→ Problem requirements
What is the number of lines in the entries that contain "stack"? Reply with that number only.

Image-grounded pointing data:
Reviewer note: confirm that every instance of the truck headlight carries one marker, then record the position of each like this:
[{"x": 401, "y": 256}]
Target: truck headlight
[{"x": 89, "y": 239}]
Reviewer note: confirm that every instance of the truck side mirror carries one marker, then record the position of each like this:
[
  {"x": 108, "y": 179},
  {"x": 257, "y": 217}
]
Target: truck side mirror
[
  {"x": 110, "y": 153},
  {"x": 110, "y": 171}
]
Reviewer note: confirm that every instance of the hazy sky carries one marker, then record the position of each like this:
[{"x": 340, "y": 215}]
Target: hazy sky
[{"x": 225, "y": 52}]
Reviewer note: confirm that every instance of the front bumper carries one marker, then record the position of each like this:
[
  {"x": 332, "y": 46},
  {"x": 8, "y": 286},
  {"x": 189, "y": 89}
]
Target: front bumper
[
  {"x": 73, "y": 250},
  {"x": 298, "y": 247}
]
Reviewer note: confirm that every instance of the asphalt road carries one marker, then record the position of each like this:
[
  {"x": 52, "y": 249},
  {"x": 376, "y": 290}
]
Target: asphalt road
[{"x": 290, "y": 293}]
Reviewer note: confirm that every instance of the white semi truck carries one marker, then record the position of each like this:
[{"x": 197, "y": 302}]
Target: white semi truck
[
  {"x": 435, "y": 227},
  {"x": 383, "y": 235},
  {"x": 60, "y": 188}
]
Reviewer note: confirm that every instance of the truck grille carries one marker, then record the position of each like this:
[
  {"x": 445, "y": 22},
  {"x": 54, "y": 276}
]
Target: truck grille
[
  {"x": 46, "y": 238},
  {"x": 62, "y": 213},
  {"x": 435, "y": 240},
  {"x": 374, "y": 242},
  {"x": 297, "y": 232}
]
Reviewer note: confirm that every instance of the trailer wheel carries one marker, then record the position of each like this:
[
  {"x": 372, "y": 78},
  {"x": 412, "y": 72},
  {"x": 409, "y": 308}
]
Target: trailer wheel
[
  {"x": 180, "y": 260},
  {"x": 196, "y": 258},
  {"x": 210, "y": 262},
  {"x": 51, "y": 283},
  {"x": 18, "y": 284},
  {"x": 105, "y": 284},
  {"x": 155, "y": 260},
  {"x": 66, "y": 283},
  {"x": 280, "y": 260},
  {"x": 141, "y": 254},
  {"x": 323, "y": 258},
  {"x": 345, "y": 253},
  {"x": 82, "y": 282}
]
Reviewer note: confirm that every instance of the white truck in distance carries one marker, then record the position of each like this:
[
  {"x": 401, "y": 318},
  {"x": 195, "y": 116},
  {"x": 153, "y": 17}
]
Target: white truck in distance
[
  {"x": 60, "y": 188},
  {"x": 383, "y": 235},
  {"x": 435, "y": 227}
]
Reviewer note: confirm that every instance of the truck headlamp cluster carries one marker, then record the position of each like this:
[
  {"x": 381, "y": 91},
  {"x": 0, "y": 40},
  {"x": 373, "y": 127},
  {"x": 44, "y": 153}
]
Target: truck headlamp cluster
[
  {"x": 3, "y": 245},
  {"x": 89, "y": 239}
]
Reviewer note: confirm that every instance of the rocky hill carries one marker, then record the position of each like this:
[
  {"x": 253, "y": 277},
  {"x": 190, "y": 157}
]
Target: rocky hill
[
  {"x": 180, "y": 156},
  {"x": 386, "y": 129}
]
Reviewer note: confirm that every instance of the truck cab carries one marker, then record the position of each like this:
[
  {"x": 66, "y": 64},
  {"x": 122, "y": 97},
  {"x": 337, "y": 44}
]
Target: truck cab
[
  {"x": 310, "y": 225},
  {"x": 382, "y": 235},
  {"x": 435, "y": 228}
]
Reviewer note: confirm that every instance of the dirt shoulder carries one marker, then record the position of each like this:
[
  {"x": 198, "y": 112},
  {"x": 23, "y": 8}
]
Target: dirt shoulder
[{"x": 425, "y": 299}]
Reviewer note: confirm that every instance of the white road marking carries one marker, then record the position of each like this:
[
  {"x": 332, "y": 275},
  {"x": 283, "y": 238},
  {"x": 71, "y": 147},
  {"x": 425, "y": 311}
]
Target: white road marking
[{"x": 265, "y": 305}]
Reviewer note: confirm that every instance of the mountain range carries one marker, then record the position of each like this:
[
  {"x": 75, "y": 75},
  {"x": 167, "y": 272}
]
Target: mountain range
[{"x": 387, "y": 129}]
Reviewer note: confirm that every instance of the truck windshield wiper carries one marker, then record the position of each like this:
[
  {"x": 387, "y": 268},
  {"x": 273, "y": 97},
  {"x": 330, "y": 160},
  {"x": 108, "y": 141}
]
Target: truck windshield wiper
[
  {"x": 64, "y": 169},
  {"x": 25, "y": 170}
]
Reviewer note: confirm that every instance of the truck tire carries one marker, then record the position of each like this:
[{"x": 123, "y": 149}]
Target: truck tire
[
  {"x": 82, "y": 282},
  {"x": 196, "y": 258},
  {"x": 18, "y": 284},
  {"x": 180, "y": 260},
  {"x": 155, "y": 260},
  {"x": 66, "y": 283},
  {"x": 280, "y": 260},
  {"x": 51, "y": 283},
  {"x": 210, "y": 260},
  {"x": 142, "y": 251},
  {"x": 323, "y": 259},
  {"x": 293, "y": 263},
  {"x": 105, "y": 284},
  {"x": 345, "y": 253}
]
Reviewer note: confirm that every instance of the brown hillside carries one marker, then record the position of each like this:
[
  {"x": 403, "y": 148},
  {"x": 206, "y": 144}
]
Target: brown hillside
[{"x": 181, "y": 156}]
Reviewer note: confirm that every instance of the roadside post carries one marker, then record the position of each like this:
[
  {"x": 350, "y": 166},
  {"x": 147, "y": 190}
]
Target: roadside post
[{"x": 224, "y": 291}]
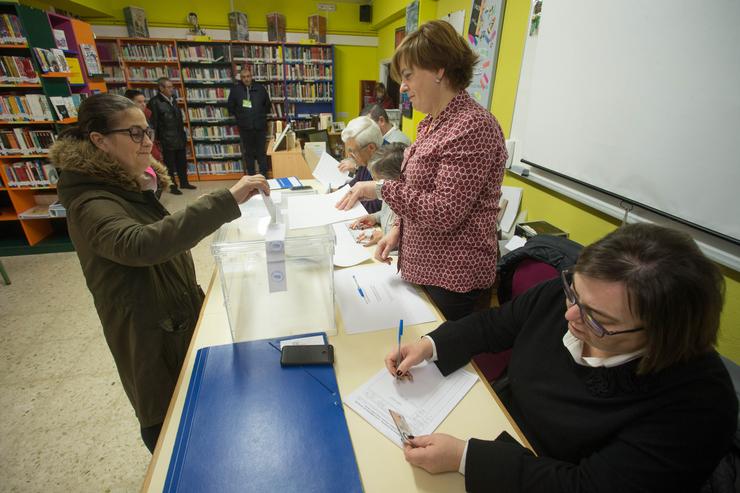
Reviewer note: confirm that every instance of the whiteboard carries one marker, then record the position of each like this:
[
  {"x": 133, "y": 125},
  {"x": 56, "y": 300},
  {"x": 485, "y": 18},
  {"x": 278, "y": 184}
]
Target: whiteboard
[{"x": 640, "y": 99}]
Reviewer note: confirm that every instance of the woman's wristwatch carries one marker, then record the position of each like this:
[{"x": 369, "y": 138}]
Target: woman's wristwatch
[{"x": 379, "y": 188}]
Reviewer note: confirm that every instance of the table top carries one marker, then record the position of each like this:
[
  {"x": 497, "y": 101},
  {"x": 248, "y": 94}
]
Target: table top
[{"x": 358, "y": 357}]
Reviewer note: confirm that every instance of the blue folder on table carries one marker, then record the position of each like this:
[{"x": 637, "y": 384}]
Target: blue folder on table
[{"x": 249, "y": 424}]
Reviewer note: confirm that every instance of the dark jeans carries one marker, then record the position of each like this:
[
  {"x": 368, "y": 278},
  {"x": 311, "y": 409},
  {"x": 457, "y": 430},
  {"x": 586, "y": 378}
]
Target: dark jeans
[
  {"x": 150, "y": 435},
  {"x": 254, "y": 148},
  {"x": 176, "y": 163},
  {"x": 454, "y": 305}
]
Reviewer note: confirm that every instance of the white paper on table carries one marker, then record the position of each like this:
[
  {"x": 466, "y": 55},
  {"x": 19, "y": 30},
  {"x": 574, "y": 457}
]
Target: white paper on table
[
  {"x": 388, "y": 299},
  {"x": 307, "y": 211},
  {"x": 425, "y": 402},
  {"x": 327, "y": 172},
  {"x": 515, "y": 242},
  {"x": 303, "y": 341},
  {"x": 513, "y": 195},
  {"x": 347, "y": 251}
]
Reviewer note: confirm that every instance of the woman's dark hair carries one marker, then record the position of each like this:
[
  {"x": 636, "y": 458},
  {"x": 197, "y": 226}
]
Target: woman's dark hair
[
  {"x": 98, "y": 113},
  {"x": 132, "y": 93},
  {"x": 433, "y": 46},
  {"x": 672, "y": 288}
]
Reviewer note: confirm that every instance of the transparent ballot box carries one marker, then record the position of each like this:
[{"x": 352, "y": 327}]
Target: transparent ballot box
[{"x": 307, "y": 305}]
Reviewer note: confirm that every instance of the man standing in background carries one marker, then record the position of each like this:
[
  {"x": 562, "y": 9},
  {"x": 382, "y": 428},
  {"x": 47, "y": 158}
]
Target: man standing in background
[
  {"x": 170, "y": 133},
  {"x": 249, "y": 103}
]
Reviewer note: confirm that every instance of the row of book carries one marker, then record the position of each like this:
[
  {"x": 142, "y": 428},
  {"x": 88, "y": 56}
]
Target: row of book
[
  {"x": 207, "y": 94},
  {"x": 149, "y": 52},
  {"x": 309, "y": 72},
  {"x": 203, "y": 53},
  {"x": 11, "y": 31},
  {"x": 216, "y": 132},
  {"x": 262, "y": 72},
  {"x": 31, "y": 174},
  {"x": 310, "y": 91},
  {"x": 151, "y": 74},
  {"x": 51, "y": 60},
  {"x": 219, "y": 167},
  {"x": 209, "y": 74},
  {"x": 17, "y": 70},
  {"x": 25, "y": 141},
  {"x": 208, "y": 113},
  {"x": 217, "y": 150},
  {"x": 256, "y": 53},
  {"x": 113, "y": 73},
  {"x": 31, "y": 107},
  {"x": 308, "y": 54}
]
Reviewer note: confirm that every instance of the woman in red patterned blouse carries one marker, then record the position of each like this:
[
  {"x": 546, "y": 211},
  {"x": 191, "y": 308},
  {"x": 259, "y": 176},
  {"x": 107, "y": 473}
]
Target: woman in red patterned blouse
[{"x": 448, "y": 193}]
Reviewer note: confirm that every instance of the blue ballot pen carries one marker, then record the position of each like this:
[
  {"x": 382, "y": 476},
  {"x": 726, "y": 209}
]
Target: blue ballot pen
[
  {"x": 400, "y": 333},
  {"x": 359, "y": 289}
]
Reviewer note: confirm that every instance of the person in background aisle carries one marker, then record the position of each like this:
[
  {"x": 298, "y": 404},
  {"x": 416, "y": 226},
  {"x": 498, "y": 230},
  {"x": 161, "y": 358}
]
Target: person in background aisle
[
  {"x": 447, "y": 196},
  {"x": 140, "y": 100},
  {"x": 614, "y": 379},
  {"x": 381, "y": 96},
  {"x": 166, "y": 118},
  {"x": 135, "y": 254},
  {"x": 386, "y": 165},
  {"x": 362, "y": 138},
  {"x": 389, "y": 131},
  {"x": 250, "y": 104}
]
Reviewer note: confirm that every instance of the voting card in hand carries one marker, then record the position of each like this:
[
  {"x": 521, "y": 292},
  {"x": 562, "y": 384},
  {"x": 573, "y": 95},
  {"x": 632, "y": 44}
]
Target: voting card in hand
[{"x": 403, "y": 427}]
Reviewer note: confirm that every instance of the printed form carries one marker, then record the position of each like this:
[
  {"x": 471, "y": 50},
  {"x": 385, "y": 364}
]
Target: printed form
[{"x": 425, "y": 402}]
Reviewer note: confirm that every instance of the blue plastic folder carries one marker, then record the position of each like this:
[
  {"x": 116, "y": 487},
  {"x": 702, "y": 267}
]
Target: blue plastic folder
[{"x": 249, "y": 424}]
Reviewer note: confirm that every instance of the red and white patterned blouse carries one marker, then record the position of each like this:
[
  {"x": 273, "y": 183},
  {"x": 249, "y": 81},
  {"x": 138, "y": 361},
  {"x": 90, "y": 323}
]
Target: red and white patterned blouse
[{"x": 447, "y": 198}]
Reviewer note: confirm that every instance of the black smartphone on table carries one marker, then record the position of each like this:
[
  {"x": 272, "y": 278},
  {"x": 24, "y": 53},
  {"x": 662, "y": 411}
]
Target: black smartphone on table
[{"x": 317, "y": 354}]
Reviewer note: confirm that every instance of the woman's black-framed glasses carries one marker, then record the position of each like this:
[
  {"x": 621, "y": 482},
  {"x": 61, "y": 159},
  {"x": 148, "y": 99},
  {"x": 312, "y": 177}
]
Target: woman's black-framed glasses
[
  {"x": 588, "y": 319},
  {"x": 136, "y": 133}
]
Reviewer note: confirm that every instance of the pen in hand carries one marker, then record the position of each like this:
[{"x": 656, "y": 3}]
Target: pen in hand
[{"x": 398, "y": 355}]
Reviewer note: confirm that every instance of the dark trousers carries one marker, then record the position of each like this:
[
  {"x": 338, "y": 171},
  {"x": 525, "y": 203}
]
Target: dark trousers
[
  {"x": 150, "y": 435},
  {"x": 454, "y": 305},
  {"x": 176, "y": 164},
  {"x": 254, "y": 148}
]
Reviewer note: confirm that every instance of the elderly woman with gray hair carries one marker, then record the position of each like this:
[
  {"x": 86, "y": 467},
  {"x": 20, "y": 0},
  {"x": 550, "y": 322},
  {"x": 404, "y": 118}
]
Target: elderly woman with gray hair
[
  {"x": 362, "y": 138},
  {"x": 384, "y": 165}
]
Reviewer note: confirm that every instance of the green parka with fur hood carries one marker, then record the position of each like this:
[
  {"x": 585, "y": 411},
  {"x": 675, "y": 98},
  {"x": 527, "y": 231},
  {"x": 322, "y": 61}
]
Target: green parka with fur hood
[{"x": 136, "y": 261}]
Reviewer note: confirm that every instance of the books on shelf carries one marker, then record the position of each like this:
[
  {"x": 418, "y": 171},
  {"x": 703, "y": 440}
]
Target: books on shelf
[
  {"x": 75, "y": 71},
  {"x": 157, "y": 52},
  {"x": 64, "y": 106},
  {"x": 238, "y": 26},
  {"x": 24, "y": 141},
  {"x": 51, "y": 60},
  {"x": 90, "y": 57},
  {"x": 31, "y": 174},
  {"x": 17, "y": 70},
  {"x": 28, "y": 107},
  {"x": 136, "y": 23},
  {"x": 11, "y": 31},
  {"x": 60, "y": 39}
]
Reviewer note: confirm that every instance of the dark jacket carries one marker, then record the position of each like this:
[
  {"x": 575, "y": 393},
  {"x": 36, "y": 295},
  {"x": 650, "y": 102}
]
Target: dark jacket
[
  {"x": 254, "y": 118},
  {"x": 557, "y": 251},
  {"x": 136, "y": 262},
  {"x": 167, "y": 120}
]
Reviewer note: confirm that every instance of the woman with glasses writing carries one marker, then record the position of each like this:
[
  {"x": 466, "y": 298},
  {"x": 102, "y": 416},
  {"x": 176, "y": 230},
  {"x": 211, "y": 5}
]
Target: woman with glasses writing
[
  {"x": 614, "y": 379},
  {"x": 133, "y": 252}
]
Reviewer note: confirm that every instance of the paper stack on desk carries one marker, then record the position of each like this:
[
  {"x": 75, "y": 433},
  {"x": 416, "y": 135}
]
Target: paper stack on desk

→ Output for this exercise
2